◆ Short exercise ◆
Do not include the pictures; repeat the rest of the data exactly.
§
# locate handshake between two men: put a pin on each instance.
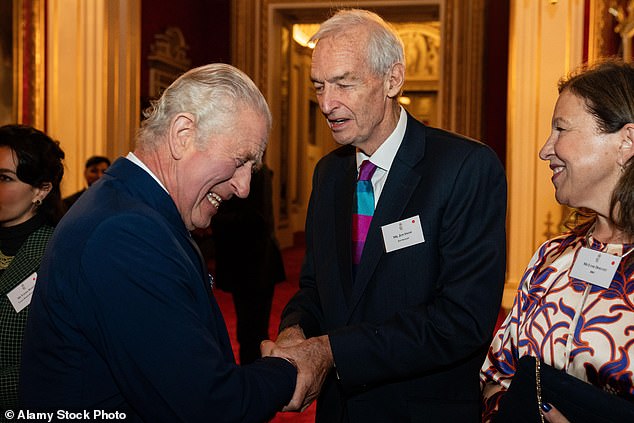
(312, 357)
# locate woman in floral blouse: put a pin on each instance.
(574, 309)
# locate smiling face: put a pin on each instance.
(585, 162)
(206, 177)
(359, 105)
(16, 197)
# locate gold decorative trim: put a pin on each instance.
(28, 76)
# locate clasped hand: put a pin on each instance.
(312, 357)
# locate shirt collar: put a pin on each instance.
(134, 159)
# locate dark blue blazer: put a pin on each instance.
(409, 334)
(123, 318)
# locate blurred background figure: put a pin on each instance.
(244, 227)
(95, 167)
(31, 169)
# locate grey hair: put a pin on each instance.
(384, 48)
(213, 93)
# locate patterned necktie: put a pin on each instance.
(363, 210)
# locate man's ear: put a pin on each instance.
(182, 133)
(395, 80)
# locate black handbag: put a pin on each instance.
(535, 383)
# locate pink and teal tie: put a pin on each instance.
(363, 210)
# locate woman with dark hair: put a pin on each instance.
(573, 316)
(31, 170)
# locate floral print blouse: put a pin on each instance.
(568, 323)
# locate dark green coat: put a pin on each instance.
(25, 262)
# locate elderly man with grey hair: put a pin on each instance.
(123, 318)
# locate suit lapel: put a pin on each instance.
(397, 191)
(26, 260)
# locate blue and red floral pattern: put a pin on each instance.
(551, 307)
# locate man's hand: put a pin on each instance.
(291, 336)
(313, 358)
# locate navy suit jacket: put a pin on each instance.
(409, 334)
(123, 318)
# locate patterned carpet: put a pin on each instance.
(283, 292)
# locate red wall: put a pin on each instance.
(206, 26)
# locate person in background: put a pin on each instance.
(244, 227)
(31, 169)
(403, 314)
(124, 318)
(573, 323)
(94, 169)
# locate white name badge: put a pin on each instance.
(404, 233)
(20, 296)
(595, 267)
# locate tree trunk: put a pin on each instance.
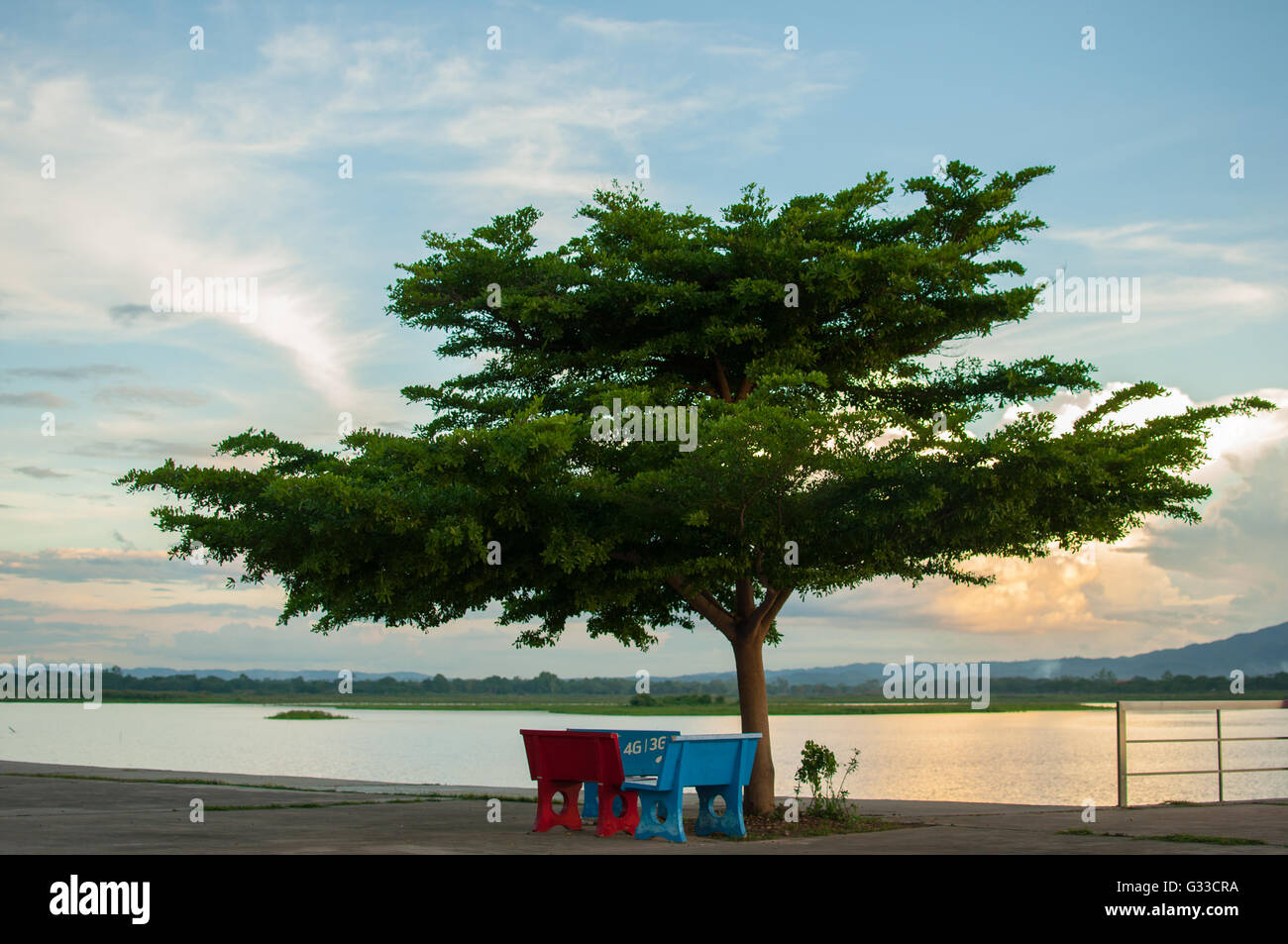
(754, 704)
§
◆ Result of the task ◆
# locate handshake between two men: put a pin on each instance.
(312, 357)
# locate woman in floral blouse: put a pin on each instance.
(574, 309)
# locate smiling face: put a pin on each instance.
(585, 162)
(206, 177)
(359, 105)
(16, 197)
# locate gold decorative trim: put a pin on each instance.
(28, 76)
# locate clasped hand: put a pin on each instance.
(312, 357)
# locate shirt collar: put a pin on each instance.
(134, 159)
# locate dark blue blazer: put a pin on each instance.
(409, 334)
(123, 318)
# locate blurred background figure: put a pin on each instance.
(244, 227)
(95, 167)
(31, 169)
# locate grey hair: put a pin on each instance.
(384, 48)
(213, 93)
# locate patterned necktie: put a pin on each instance.
(363, 210)
# locate man's ear: put a pin on each instance.
(182, 133)
(395, 80)
# locate black handbag: put a pin on each instance.
(535, 383)
# locate pink and teal tie: put a pin on each instance.
(363, 210)
# locate woman with dark hair: put a pin on each instance.
(573, 316)
(31, 170)
# locate floral print blouse: put a pin on each instance.
(568, 323)
# locate dark green coat: put a pin on each instance.
(25, 262)
# locate elderly man with grey hair: put a pin on each instance.
(123, 318)
# locate suit lapel: put a pin on each instance.
(397, 191)
(26, 260)
# locate blue and red floral pattern: put a pin on each instance.
(551, 307)
# locate man's hand: put a pin on each instance.
(291, 336)
(313, 358)
# locate navy suit jacket: put a pin on each instance.
(409, 334)
(123, 318)
# locate patterned carpet: put a pin on each instance.
(283, 292)
# locate red wall: put a pin on each instance.
(206, 26)
# locate person in background: put a pin on each instance.
(244, 227)
(31, 169)
(403, 314)
(124, 318)
(573, 323)
(94, 169)
# locate white name badge: put a pin on each instance.
(404, 233)
(20, 296)
(595, 267)
# locate tree trunk: put a pin on each instance.
(754, 704)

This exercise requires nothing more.